| WORK TO BE COMPLETED |
Turn the lines of the items below into a numbered list, skipping blank lines. Cover only the lines from the very first one down to the line holding "0;359;800;516", inclusive.

Extracted data entries:
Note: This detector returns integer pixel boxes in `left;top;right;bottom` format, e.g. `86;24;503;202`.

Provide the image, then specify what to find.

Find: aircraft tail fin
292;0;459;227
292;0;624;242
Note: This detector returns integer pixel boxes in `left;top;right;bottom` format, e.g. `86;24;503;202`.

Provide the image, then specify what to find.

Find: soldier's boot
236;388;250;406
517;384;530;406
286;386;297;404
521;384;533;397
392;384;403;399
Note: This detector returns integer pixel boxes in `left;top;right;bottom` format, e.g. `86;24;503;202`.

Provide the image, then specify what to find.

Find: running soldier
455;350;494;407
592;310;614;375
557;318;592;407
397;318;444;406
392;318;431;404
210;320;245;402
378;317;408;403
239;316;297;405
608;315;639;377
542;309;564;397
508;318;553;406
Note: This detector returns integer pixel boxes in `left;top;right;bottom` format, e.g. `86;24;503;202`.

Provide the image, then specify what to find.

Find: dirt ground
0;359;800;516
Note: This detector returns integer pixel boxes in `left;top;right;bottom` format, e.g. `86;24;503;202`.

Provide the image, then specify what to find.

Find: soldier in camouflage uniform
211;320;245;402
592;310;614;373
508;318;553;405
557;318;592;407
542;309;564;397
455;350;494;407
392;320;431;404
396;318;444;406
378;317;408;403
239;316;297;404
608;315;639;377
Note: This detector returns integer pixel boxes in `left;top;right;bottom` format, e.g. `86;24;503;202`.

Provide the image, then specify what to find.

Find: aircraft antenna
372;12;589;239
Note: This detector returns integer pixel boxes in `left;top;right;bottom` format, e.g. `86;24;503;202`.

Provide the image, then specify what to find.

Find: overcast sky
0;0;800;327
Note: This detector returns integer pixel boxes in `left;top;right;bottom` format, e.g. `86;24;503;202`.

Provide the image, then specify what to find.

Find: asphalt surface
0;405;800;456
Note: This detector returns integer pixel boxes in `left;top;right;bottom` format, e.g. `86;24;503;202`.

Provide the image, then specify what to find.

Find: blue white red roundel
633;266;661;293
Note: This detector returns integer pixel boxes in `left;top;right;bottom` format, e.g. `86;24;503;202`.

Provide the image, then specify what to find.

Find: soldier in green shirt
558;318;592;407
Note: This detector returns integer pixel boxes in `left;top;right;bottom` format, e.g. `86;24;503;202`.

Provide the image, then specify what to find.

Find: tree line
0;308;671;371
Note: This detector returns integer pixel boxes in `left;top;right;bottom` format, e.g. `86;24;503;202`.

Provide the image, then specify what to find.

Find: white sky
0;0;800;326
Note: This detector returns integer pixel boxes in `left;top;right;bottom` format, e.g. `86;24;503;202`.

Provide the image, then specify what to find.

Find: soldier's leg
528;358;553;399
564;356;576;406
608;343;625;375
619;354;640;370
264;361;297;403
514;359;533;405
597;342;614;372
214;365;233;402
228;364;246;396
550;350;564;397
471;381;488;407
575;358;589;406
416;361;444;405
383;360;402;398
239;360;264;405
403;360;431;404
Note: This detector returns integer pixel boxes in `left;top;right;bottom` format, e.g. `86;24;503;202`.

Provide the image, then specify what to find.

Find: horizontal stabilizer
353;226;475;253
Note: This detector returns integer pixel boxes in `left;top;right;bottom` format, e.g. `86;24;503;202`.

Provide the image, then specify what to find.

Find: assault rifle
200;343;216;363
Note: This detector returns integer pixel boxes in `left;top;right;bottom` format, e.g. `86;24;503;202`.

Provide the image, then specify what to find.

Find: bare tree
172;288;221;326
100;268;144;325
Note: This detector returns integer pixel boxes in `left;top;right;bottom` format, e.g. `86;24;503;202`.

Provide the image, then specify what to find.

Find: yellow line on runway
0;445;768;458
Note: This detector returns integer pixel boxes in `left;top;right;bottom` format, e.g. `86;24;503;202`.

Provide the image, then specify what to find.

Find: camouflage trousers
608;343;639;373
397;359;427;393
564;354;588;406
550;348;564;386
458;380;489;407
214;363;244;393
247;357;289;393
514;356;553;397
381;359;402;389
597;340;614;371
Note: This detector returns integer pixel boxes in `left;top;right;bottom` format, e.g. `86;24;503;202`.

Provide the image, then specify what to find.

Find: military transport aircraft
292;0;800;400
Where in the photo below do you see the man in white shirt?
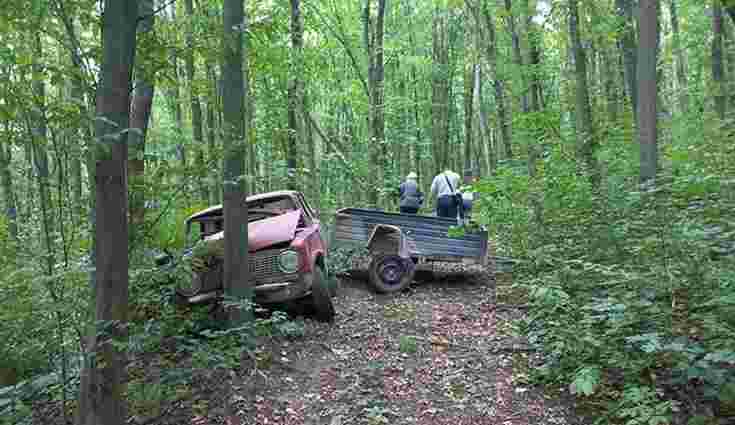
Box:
[431,169,459,218]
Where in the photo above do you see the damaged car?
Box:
[176,191,337,322]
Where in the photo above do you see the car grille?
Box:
[194,249,298,292]
[248,249,298,286]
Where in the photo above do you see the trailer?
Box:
[331,208,492,293]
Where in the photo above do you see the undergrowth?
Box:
[476,132,735,425]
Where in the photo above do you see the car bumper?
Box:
[181,272,314,304]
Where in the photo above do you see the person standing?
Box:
[461,172,478,225]
[431,169,459,218]
[398,172,424,214]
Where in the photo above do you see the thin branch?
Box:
[304,4,370,96]
[138,0,176,23]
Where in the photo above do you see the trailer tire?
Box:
[467,246,495,286]
[368,255,416,293]
[311,265,335,323]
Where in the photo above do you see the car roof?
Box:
[185,190,301,223]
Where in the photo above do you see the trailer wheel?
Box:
[467,247,495,285]
[369,255,416,293]
[311,265,334,323]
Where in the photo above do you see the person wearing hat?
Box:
[431,169,462,219]
[398,172,424,214]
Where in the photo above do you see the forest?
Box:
[0,0,735,425]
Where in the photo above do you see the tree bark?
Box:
[31,33,55,275]
[431,6,449,173]
[478,1,513,159]
[166,3,189,194]
[637,0,659,183]
[569,0,600,186]
[222,0,252,323]
[128,0,155,235]
[464,4,479,173]
[0,121,18,242]
[504,0,528,113]
[712,0,727,121]
[78,0,138,425]
[669,0,689,116]
[207,60,222,204]
[184,0,209,201]
[286,0,304,190]
[615,0,638,119]
[363,0,387,206]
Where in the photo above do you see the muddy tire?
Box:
[311,266,334,323]
[368,255,416,293]
[467,242,495,286]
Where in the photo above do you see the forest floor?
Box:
[216,275,584,425]
[34,274,586,425]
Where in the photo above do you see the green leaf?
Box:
[569,366,600,396]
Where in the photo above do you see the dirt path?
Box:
[223,277,581,425]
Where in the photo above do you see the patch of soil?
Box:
[223,272,582,425]
[30,276,584,425]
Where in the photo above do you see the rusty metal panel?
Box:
[334,208,488,260]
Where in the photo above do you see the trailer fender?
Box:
[367,224,411,259]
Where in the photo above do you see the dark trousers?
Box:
[436,195,457,218]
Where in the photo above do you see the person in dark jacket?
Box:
[398,172,424,214]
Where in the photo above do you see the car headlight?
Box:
[176,272,203,297]
[278,250,299,273]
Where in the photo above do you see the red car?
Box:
[176,191,337,321]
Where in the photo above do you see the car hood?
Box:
[205,210,301,252]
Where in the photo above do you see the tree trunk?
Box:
[478,2,513,160]
[637,0,659,182]
[615,0,638,119]
[207,63,222,204]
[77,0,138,425]
[712,0,727,121]
[464,3,477,176]
[184,0,209,201]
[363,0,387,207]
[222,0,252,323]
[504,0,528,113]
[722,19,735,108]
[166,3,189,194]
[128,0,155,232]
[569,0,600,186]
[286,0,304,190]
[0,121,18,242]
[669,0,689,116]
[31,33,55,275]
[431,7,450,173]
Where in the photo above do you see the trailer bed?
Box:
[332,208,488,264]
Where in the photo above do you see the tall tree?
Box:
[222,0,251,321]
[362,0,386,206]
[0,124,18,242]
[615,0,638,117]
[464,2,477,173]
[431,5,451,172]
[78,0,138,425]
[286,0,304,190]
[504,0,528,113]
[30,27,55,275]
[637,0,659,182]
[128,0,155,230]
[478,0,513,159]
[568,0,599,185]
[184,0,209,201]
[669,0,689,114]
[712,0,727,120]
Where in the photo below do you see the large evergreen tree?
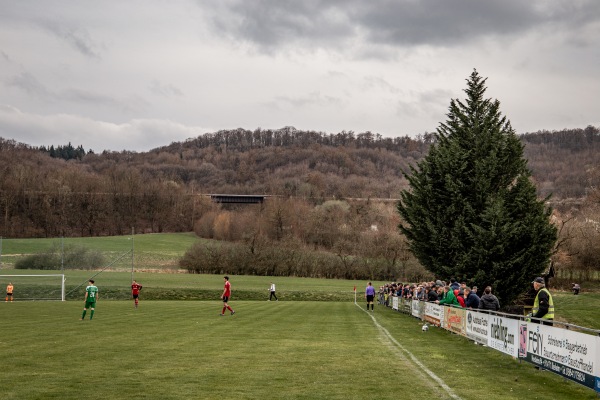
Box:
[398,70,557,304]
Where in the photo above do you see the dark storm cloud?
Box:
[198,0,600,51]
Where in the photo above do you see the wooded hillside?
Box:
[0,126,600,237]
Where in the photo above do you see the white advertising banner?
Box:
[423,303,444,326]
[488,315,519,357]
[465,310,490,346]
[412,300,421,318]
[519,322,600,391]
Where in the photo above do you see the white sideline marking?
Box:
[354,303,462,400]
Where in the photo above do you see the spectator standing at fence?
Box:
[269,282,279,301]
[365,282,375,311]
[437,286,460,307]
[464,286,479,309]
[427,287,439,301]
[479,286,500,311]
[530,277,554,325]
[4,282,15,303]
[450,278,460,290]
[454,289,465,308]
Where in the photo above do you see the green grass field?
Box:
[0,298,596,399]
[1,233,202,271]
[0,234,600,400]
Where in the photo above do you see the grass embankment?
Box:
[2,233,202,271]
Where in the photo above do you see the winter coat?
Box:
[465,292,479,308]
[479,293,500,311]
[440,290,460,306]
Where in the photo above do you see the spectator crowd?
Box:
[378,278,500,311]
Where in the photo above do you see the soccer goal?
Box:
[0,274,65,301]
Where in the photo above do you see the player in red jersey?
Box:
[219,276,235,317]
[131,281,142,308]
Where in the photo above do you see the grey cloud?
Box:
[0,51,12,63]
[40,21,102,59]
[58,89,120,106]
[270,92,342,108]
[199,0,600,52]
[5,72,52,98]
[150,80,183,97]
[364,76,400,94]
[0,104,211,152]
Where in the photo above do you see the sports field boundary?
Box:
[354,302,462,400]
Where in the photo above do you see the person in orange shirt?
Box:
[4,282,14,302]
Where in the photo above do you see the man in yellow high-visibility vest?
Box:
[530,277,554,325]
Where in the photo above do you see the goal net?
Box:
[0,274,65,301]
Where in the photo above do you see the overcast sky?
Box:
[0,0,600,152]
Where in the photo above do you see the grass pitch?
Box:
[0,298,596,399]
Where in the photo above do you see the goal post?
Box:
[0,274,65,301]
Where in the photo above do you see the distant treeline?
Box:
[0,126,600,237]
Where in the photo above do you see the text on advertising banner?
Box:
[519,322,600,391]
[465,310,490,346]
[444,307,465,336]
[488,315,519,357]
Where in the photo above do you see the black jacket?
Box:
[479,293,500,311]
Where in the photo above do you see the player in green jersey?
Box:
[80,279,98,320]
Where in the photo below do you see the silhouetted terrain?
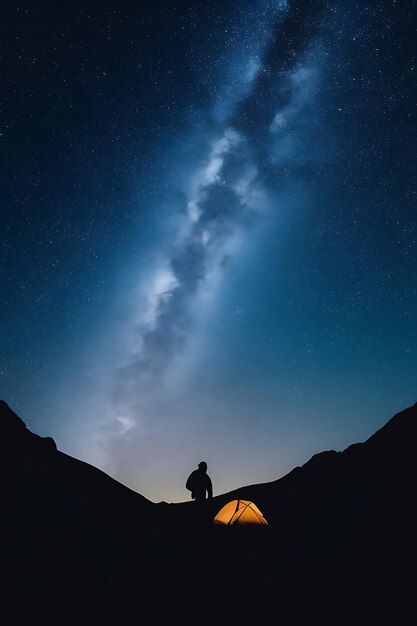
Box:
[0,402,417,626]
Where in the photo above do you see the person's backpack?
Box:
[185,472,195,493]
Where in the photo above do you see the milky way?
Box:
[2,0,416,500]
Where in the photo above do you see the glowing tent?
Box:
[213,500,268,526]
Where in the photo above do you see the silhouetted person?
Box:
[185,461,213,502]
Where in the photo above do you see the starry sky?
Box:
[0,0,417,502]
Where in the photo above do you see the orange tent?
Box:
[213,500,268,526]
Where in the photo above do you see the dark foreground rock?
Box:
[0,403,417,626]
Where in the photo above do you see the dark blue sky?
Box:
[0,0,417,500]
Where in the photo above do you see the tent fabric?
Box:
[213,500,268,526]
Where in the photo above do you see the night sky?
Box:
[0,0,417,502]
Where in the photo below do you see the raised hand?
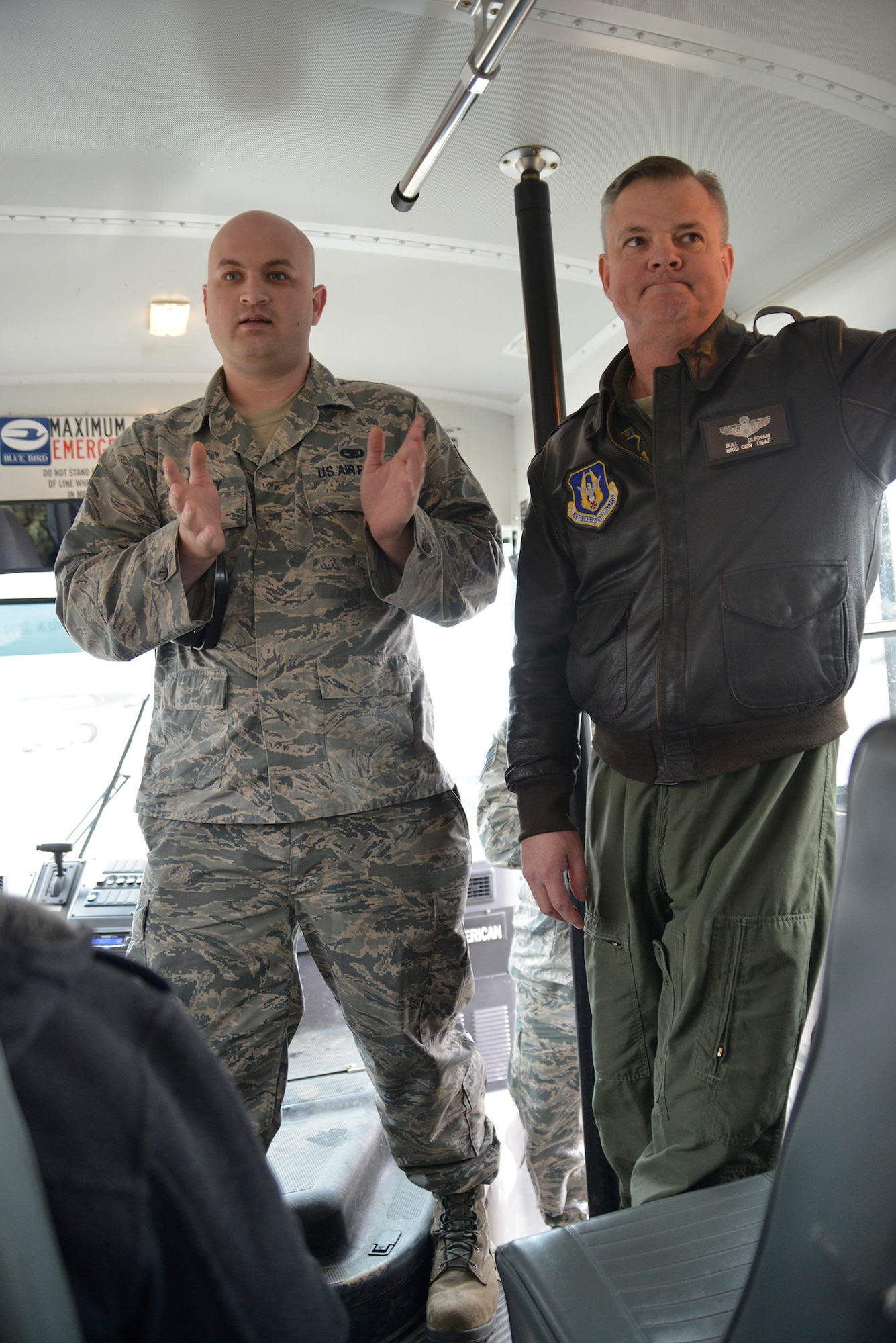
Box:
[361,415,427,569]
[162,443,224,592]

| ANSWER TO THIS PROBLEM |
1. Note: This detector returns integer pixel boxes in `left;top;right;bottom` format, e.g. `86;24;503;202`.
2. Provide the image, then specify what to find.
3. Find: aircraft tail fin
4. 292;0;459;227
5. 292;0;624;242
6. Note: This detector returns integer pixel boxes in `left;top;right;bottom` format, e.g. `86;24;503;202`.
7. Provide the image, then specify what to find.
8. Find: soldier's boot
9. 236;388;250;406
10. 517;384;530;406
11. 286;386;297;404
12. 521;384;533;397
13. 392;384;403;399
14. Note: This detector returns integer pixel boxes in `left;top;right;bottom` format, e.g. `86;24;503;202`.
15. Provide the image, then specify what to find.
16. Find: running soldier
17. 455;350;494;407
18. 592;310;614;375
19. 557;318;592;407
20. 397;318;444;406
21. 392;318;431;404
22. 210;320;245;402
23. 378;317;408;403
24. 239;316;297;405
25. 608;315;639;377
26. 542;309;564;397
27. 508;318;553;406
28. Note: This detector returns integer pixel boxes in `left;top;right;bottom` format, e.g. `86;24;503;202`.
29. Provide the image, then specify what to find.
30. Find: dirt ground
31. 0;359;800;516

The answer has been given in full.